Top of Exercise text
Could this week’s Supreme Court abortion pill case affect gender-affirming care?

OPINION: The Comstock Act, a 150-year-old federal obscenity law, has advocates on edge

The United States Supreme Court heard arguments Tuesday on a case that could have far-reaching consequences on access to mifepristone, an abortion pill. Some advocates are worried it could also have a significant impact on access to gender-affirming care for trans people over the long run.

The case, FDA v. Alliance for Hippocratic Medicine, is a dispute between the Food and Drug Administration and a newly formed anti-abortion group over whether the federal agency is allowed to approve distribution of mifepristone through the mail. At the heart of the case is a question over whether the FDA should allow abortion pill prescriptions through telemedicine and whether it should be made available through 10 weeks of pregnancy. But another aspect of the case could end up reviving a century-and-a-half-old federal law against obscenity that is no longer enforced: the Comstock Act.

According to Vox’s courts correspondent Ian Millhiser, the Comstock Act was originally written and passed in 1873—a time in U.S. history when the concept of constitutional free speech functionally didn’t exist. Named after an overzealous anti-vice campaigner and mail inspector, Anthony Comstock, the bill was first signed into law by President Ulysses S. Grant.

It was originally designed to restrict the spread of “corrupting” materials meant to appeal to a “prurient interest,” along with restricting distribution of abortion-related materials. Comstock himself used the law to target and persecute hundreds of abortion providers, and even once bragged about how his prosecution of abortion providers resulted in multiple suicides.
Bottom of Exercise text
Top of Information shown
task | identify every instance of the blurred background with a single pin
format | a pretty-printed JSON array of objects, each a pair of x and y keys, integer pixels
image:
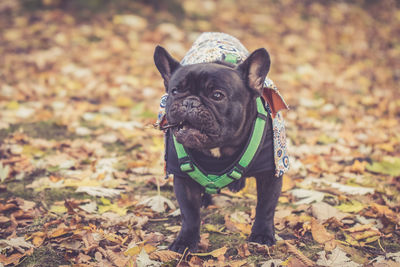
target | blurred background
[{"x": 79, "y": 93}]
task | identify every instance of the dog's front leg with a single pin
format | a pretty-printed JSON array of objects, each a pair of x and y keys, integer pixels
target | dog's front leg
[
  {"x": 268, "y": 191},
  {"x": 188, "y": 194}
]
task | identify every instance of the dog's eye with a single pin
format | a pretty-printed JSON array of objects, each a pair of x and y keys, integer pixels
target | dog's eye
[
  {"x": 217, "y": 95},
  {"x": 174, "y": 91}
]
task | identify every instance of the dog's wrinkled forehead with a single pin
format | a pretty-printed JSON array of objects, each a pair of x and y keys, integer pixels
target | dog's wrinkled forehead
[{"x": 205, "y": 77}]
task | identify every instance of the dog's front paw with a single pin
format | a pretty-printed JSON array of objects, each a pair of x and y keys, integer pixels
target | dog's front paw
[
  {"x": 184, "y": 245},
  {"x": 262, "y": 238}
]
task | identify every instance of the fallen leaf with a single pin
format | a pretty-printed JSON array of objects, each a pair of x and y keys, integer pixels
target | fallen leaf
[
  {"x": 98, "y": 191},
  {"x": 307, "y": 196},
  {"x": 158, "y": 203},
  {"x": 215, "y": 253},
  {"x": 336, "y": 258},
  {"x": 322, "y": 236},
  {"x": 165, "y": 255},
  {"x": 389, "y": 165},
  {"x": 323, "y": 211}
]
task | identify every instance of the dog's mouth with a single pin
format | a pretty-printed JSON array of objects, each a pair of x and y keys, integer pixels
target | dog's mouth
[{"x": 189, "y": 135}]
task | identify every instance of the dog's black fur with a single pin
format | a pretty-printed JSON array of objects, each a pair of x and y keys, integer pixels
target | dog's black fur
[{"x": 216, "y": 104}]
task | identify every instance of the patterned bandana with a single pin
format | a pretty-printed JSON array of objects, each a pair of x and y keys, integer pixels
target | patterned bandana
[{"x": 214, "y": 46}]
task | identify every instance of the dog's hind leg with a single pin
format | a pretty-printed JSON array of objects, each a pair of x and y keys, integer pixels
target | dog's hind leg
[{"x": 268, "y": 191}]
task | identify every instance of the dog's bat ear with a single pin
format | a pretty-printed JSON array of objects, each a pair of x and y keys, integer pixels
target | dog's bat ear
[
  {"x": 165, "y": 64},
  {"x": 255, "y": 68}
]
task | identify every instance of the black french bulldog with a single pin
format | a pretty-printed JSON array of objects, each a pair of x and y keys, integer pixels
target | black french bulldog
[{"x": 210, "y": 110}]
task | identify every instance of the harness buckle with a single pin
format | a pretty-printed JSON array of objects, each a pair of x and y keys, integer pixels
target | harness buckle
[
  {"x": 211, "y": 188},
  {"x": 186, "y": 165},
  {"x": 235, "y": 174}
]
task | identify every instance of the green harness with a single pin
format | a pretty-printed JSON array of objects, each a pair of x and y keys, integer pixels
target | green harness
[{"x": 213, "y": 183}]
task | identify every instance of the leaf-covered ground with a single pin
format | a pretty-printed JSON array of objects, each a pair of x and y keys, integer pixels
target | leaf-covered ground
[{"x": 80, "y": 161}]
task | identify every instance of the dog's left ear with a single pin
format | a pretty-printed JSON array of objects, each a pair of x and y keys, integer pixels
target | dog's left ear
[
  {"x": 255, "y": 68},
  {"x": 165, "y": 64}
]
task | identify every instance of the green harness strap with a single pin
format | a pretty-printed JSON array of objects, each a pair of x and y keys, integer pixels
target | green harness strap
[{"x": 213, "y": 183}]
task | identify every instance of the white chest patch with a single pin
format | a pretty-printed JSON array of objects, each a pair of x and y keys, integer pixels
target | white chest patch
[{"x": 216, "y": 152}]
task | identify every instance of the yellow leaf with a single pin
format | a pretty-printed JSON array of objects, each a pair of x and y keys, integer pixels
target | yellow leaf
[
  {"x": 165, "y": 255},
  {"x": 149, "y": 248},
  {"x": 174, "y": 229},
  {"x": 133, "y": 251},
  {"x": 60, "y": 209},
  {"x": 213, "y": 228},
  {"x": 114, "y": 208},
  {"x": 287, "y": 183},
  {"x": 124, "y": 102},
  {"x": 387, "y": 147},
  {"x": 215, "y": 253}
]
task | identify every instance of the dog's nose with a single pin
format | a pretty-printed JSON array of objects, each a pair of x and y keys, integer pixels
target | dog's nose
[{"x": 191, "y": 102}]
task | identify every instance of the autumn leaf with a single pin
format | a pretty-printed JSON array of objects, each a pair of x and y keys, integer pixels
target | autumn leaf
[{"x": 215, "y": 253}]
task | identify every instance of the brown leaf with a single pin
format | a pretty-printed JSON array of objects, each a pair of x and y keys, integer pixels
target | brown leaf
[
  {"x": 292, "y": 249},
  {"x": 319, "y": 232},
  {"x": 204, "y": 242},
  {"x": 165, "y": 255},
  {"x": 12, "y": 259}
]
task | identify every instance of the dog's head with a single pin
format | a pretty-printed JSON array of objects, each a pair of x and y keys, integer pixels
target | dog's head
[{"x": 212, "y": 105}]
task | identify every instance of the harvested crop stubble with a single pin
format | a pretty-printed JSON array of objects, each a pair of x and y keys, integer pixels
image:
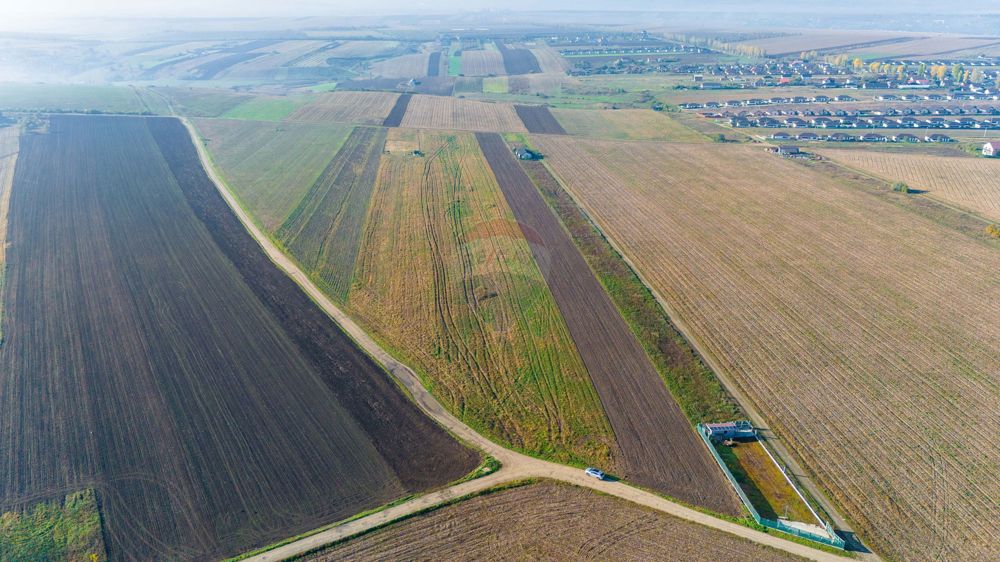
Bottom of Information shown
Assignment: Please repeat the part of the Comstock Act article starting with "OPINION: The Comstock" and going on through "the long run.".

Your response:
OPINION: The Comstock Act, a 150-year-old federal obscenity law, has advocates on edge

The United States Supreme Court heard arguments Tuesday on a case that could have far-reaching consequences on access to mifepristone, an abortion pill. Some advocates are worried it could also have a significant impact on access to gender-affirming care for trans people over the long run.